*YOUR TASK*. Can you retype the entries below line for line, without the pictures?

BEGIN INFORMATION SHOWN

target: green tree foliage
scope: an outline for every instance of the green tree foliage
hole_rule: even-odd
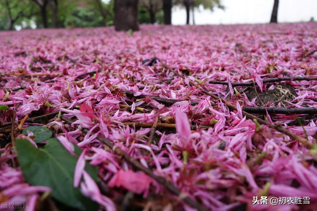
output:
[[[24,21],[25,27],[38,11],[29,0],[0,0],[0,30],[14,29]]]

END INFORMATION SHOWN

*FULL RESPONSE*.
target: green tree foliage
scope: an outline for every instance of the green tree foliage
hole_rule: even-odd
output:
[[[24,21],[25,27],[38,11],[29,0],[0,0],[0,30],[14,29]]]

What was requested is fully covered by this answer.